» GOAL
Look below for the line with "Target = child in green outfit". Extract that line and each one after it through the last, word for word.

» DATA
⁂

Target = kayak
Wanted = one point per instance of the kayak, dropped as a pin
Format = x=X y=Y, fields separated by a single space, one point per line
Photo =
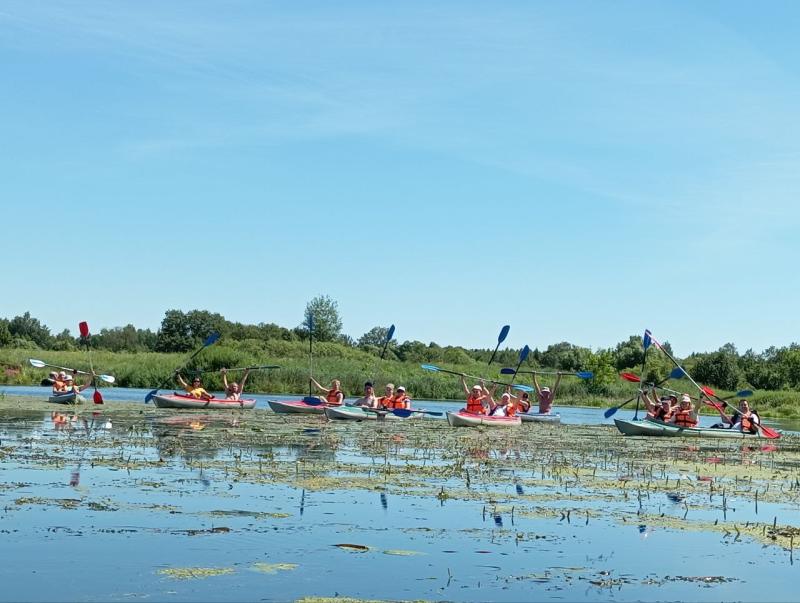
x=67 y=398
x=358 y=413
x=181 y=401
x=655 y=428
x=297 y=407
x=535 y=417
x=463 y=418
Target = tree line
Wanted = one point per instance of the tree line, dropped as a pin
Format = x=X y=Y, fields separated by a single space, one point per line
x=773 y=369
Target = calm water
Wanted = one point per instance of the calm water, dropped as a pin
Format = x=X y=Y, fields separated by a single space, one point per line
x=77 y=526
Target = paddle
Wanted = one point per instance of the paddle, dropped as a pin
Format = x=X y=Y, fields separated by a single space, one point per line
x=676 y=373
x=436 y=369
x=83 y=327
x=210 y=340
x=500 y=339
x=579 y=374
x=39 y=364
x=766 y=431
x=389 y=335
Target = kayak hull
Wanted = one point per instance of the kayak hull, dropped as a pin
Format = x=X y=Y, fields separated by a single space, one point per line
x=179 y=401
x=535 y=417
x=654 y=428
x=296 y=407
x=67 y=398
x=468 y=419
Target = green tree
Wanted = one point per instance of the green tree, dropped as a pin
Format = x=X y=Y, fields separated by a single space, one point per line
x=326 y=320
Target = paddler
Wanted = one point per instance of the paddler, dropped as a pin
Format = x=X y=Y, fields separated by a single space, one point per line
x=333 y=396
x=546 y=395
x=234 y=390
x=368 y=399
x=478 y=399
x=195 y=388
x=686 y=414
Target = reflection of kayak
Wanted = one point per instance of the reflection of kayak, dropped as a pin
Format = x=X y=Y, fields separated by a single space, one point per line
x=297 y=407
x=67 y=398
x=468 y=419
x=181 y=401
x=653 y=428
x=357 y=413
x=535 y=417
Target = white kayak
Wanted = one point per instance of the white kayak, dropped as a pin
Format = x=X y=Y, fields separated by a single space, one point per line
x=182 y=401
x=67 y=398
x=535 y=417
x=463 y=418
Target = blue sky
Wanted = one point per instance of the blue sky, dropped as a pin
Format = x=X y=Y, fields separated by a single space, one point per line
x=579 y=170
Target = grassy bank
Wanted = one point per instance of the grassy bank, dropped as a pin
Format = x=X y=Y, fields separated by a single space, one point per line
x=351 y=366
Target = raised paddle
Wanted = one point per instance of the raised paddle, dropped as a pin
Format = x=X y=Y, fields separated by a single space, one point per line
x=210 y=340
x=500 y=339
x=579 y=374
x=83 y=328
x=389 y=335
x=676 y=373
x=436 y=369
x=766 y=431
x=40 y=364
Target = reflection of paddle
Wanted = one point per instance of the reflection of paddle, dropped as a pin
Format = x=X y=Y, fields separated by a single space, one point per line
x=767 y=432
x=500 y=339
x=676 y=373
x=40 y=364
x=436 y=369
x=579 y=374
x=209 y=341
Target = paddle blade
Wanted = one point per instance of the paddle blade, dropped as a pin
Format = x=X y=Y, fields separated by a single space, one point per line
x=503 y=334
x=677 y=373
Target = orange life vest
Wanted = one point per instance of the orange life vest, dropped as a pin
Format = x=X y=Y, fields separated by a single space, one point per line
x=474 y=405
x=683 y=418
x=398 y=401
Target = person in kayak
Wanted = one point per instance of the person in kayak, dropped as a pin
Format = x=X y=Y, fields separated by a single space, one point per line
x=368 y=399
x=546 y=395
x=479 y=399
x=745 y=419
x=686 y=414
x=333 y=396
x=195 y=388
x=234 y=390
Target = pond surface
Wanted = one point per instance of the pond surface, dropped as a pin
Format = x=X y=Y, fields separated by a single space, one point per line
x=136 y=503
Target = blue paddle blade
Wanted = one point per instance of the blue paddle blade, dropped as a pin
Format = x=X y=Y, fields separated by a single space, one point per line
x=677 y=373
x=503 y=334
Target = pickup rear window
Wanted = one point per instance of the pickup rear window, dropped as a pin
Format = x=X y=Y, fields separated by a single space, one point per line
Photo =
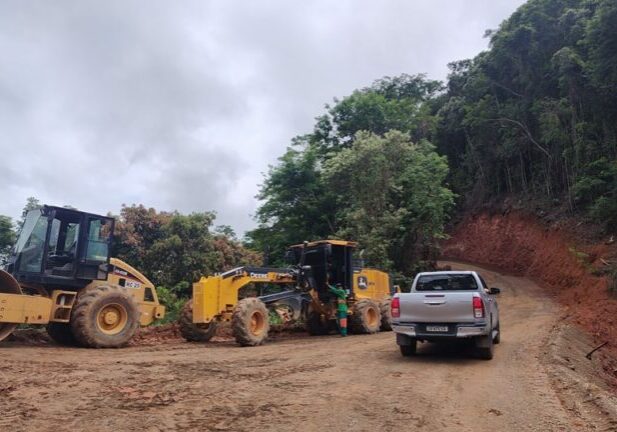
x=447 y=282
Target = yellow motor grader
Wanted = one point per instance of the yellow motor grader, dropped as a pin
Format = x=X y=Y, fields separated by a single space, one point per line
x=60 y=274
x=304 y=293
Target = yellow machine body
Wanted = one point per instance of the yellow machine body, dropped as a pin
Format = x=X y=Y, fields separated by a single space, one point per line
x=216 y=296
x=56 y=306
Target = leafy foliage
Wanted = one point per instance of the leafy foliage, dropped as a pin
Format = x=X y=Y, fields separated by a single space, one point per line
x=171 y=248
x=536 y=113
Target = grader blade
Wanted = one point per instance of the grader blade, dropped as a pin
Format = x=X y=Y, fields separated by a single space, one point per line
x=8 y=285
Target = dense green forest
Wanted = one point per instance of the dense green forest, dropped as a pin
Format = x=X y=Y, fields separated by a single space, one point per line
x=534 y=116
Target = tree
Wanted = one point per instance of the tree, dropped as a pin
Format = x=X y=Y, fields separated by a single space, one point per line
x=175 y=250
x=392 y=197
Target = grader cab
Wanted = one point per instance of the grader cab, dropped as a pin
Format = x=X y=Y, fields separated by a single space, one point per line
x=304 y=293
x=61 y=275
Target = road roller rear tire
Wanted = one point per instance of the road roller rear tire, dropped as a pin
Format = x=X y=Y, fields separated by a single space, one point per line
x=366 y=317
x=61 y=333
x=250 y=322
x=105 y=316
x=195 y=332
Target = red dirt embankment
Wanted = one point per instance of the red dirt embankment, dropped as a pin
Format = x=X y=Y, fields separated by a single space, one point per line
x=551 y=254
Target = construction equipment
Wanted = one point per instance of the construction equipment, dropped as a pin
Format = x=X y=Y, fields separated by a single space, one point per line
x=60 y=274
x=305 y=294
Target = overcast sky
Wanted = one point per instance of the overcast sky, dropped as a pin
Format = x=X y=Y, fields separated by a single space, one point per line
x=182 y=105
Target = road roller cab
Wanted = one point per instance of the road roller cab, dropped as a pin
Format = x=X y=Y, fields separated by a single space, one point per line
x=60 y=246
x=61 y=274
x=304 y=295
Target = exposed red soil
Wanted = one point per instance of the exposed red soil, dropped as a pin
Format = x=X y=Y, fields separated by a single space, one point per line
x=557 y=254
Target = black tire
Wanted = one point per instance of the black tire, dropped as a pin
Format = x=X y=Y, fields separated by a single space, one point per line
x=485 y=352
x=250 y=322
x=366 y=317
x=386 y=315
x=316 y=325
x=497 y=338
x=195 y=332
x=93 y=312
x=61 y=333
x=409 y=350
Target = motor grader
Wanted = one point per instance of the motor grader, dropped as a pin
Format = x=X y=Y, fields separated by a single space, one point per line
x=304 y=293
x=60 y=275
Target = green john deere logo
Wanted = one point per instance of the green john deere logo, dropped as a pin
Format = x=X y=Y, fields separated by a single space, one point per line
x=362 y=282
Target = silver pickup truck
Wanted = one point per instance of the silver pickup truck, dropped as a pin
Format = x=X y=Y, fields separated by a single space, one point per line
x=447 y=305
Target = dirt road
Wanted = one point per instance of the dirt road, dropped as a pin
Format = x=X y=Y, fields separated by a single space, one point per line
x=318 y=383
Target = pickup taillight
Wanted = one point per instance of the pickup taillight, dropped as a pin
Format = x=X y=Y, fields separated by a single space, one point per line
x=478 y=307
x=395 y=307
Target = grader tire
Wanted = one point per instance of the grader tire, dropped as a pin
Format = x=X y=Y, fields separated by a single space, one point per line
x=366 y=317
x=61 y=333
x=250 y=322
x=195 y=332
x=105 y=316
x=386 y=315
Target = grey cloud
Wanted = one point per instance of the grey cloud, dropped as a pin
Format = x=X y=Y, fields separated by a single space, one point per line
x=182 y=105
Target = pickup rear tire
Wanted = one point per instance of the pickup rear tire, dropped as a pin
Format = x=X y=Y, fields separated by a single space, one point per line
x=366 y=317
x=485 y=347
x=195 y=332
x=386 y=315
x=409 y=350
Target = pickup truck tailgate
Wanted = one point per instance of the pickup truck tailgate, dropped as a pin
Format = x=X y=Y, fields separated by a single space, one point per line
x=436 y=307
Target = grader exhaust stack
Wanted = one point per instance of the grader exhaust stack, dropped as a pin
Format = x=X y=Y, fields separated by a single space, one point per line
x=314 y=266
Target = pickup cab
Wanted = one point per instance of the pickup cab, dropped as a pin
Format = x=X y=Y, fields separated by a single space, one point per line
x=444 y=306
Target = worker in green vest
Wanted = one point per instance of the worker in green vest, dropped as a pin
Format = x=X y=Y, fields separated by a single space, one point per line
x=341 y=309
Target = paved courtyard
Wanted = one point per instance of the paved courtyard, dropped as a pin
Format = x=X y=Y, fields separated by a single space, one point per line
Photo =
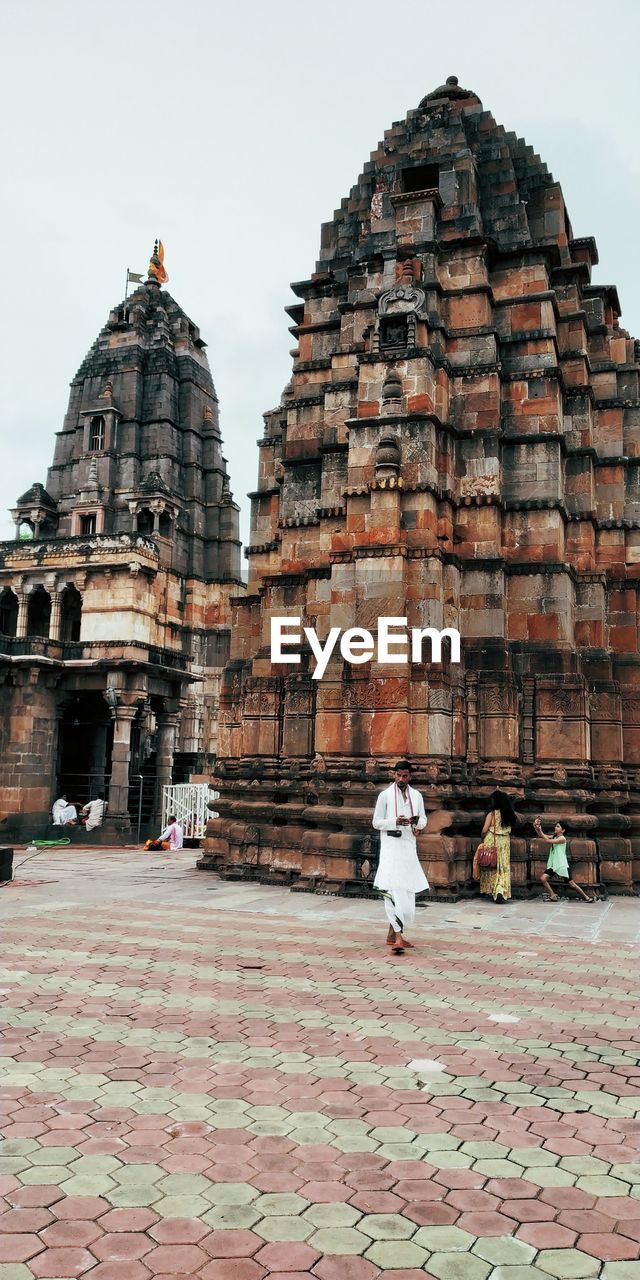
x=229 y=1082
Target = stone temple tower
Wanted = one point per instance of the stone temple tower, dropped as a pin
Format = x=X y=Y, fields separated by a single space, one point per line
x=114 y=598
x=460 y=444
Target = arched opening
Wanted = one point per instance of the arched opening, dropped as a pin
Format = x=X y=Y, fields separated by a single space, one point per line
x=96 y=433
x=39 y=613
x=8 y=612
x=145 y=521
x=71 y=615
x=85 y=749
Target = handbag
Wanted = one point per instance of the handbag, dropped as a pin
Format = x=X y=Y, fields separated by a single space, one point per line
x=487 y=855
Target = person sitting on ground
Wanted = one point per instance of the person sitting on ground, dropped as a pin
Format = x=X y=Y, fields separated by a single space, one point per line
x=64 y=814
x=172 y=837
x=95 y=810
x=557 y=862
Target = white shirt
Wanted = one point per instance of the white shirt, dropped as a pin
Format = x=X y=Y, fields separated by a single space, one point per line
x=63 y=813
x=96 y=810
x=174 y=835
x=400 y=865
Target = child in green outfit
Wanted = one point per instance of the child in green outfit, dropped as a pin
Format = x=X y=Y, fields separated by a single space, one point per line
x=557 y=863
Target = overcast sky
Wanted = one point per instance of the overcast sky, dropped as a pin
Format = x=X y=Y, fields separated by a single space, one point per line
x=232 y=131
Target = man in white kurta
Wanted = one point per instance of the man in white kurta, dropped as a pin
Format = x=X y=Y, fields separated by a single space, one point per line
x=400 y=812
x=63 y=813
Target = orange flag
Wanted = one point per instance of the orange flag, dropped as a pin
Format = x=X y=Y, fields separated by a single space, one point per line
x=156 y=264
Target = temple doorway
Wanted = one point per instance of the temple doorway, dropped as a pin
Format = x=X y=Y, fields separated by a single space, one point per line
x=85 y=749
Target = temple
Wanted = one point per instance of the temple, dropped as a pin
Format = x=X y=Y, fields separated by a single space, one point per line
x=460 y=446
x=114 y=597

⁂

» RESPONSE TO THIS TASK
Target = child in green outfit
Wanted = one point per instance of the child in green outfit, dropped as a pin
Format = x=X y=Y, fields separated by a single space, one point per line
x=557 y=863
Target = overcast sky
Wanted = one point per instance of the overcast sky, dropped as a pin
Format = x=X y=Y, fields separated by a single space, one point per line
x=232 y=131
Target = man in white kurta
Wanted = one point per instance of the man in white kurta, dropped as a pin
Format = x=X y=Y, fields separated by a single space, one point per line
x=400 y=812
x=63 y=813
Target = orange flag
Wanted = one point per instance of the orange flag, dropped as a pin
Format = x=X y=Y, fields separated by a single space, one point per line
x=156 y=264
Target = temple doorway
Wanted = one point per instance of the temple doorway, dropped as a pin
Format = x=X y=Y, fields separated by a single space, one point per line
x=85 y=749
Target = temple
Wanted = one point per instance of the temple, dropped as a pin
Format = x=X y=Y, fields separated by a single space, one point per line
x=460 y=446
x=114 y=597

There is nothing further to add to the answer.